[TEXTO MOSTRADO]:
Por: Óscar Martínez
www.elpais.com
/ 301119
¿Cómo tanta gente soporta eso todos los
días?
Apenas llevo un mes en Nueva York,
reuniéndome con diferentes colectivos e impartiendo clases a universitarios
sobre cobertura de violencia y ya me voy acostumbrando a la pregunta certera,
corta, molesta. Como es obvio, la mayoría de ejemplos que analizamos hablan de Centroamérica,
de una parte muy puntual del istmo: el abismo marginal en el que habitan
millones de personas de la clase obrera en Honduras, Guatemala,
El Salvador.
Los que migran hacia este país, pues.
En Estados Unidos viven más de 3,5
millones de centroamericanos. Si patria es vínculo esencial e incluso lugar de
nacimiento, esta es también patria centroamericana. Y, sin embargo, estamos tan
lejos.

[CONJUNTO DE DATOS]:
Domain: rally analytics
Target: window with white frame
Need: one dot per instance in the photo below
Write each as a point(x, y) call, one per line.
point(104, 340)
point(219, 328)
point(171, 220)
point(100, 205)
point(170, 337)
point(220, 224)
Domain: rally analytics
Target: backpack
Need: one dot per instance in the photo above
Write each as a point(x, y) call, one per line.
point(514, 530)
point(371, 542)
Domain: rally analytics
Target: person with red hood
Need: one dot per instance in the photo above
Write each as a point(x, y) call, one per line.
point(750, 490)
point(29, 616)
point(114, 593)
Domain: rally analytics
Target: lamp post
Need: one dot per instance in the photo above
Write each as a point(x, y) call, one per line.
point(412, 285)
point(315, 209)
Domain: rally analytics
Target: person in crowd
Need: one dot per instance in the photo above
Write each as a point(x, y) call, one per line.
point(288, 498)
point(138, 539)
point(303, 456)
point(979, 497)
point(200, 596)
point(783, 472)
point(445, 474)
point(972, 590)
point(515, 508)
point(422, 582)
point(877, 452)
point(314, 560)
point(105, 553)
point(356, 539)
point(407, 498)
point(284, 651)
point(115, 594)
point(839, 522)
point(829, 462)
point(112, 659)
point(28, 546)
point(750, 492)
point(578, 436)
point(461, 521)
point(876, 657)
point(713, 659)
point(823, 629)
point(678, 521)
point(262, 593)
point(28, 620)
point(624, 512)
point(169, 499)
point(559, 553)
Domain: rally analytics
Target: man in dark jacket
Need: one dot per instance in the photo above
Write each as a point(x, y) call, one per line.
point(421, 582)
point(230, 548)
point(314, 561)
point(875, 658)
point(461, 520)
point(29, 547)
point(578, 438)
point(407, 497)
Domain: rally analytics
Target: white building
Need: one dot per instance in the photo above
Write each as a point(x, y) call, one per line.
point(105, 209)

[CONSIGNA BREVE A]:
Indica si cada afirmación concuerda con el texto sobre los centroamericanos en Estados Unidos. Responde sí o no y cita literalmente las palabras del texto que lo deciden: (i) quien escribe lleva más de un año en Nueva York; (ii) en Estados Unidos viven más de 3,5 millones de centroamericanos; (iii) quien escribe imparte clases a universitarios sobre cobertura de violencia.
[CONSIGNA BREVE B]:
Convierte los registros en un CSV de dos columnas, solicitud y respuesta, desde el comienzo de los registros hasta la línea que contiene "point(114, 593)", ambas incluidas. Pon una fila por cada registro, con cada campo entre comillas y los saltos de línea cambiados por espacios.
El texto y los registros proceden de fuentes distintas.

[RESPUESTA COMPLETA A]:
(i) No: "Apenas llevo un mes en Nueva York".
(ii) Sí: "En Estados Unidos viven más de 3,5 millones de centroamericanos".
(iii) Sí: "impartiendo clases a universitarios sobre cobertura de violencia".

[RESPUESTA COMPLETA B]:
solicitud,respuesta
"Domain: rally analytics Target: window with white frame Need: one dot per instance in the photo below Write each as a point(x, y) call, one per line.","point(104, 340) point(219, 328) point(171, 220) point(100, 205) point(170, 337) point(220, 224)"
"Domain: rally analytics Target: backpack Need: one dot per instance in the photo above Write each as a point(x, y) call, one per line.","point(514, 530) point(371, 542)"
"Domain: rally analytics Target: person with red hood Need: one dot per instance in the photo above Write each as a point(x, y) call, one per line.","point(750, 490) point(29, 616) point(114, 593)"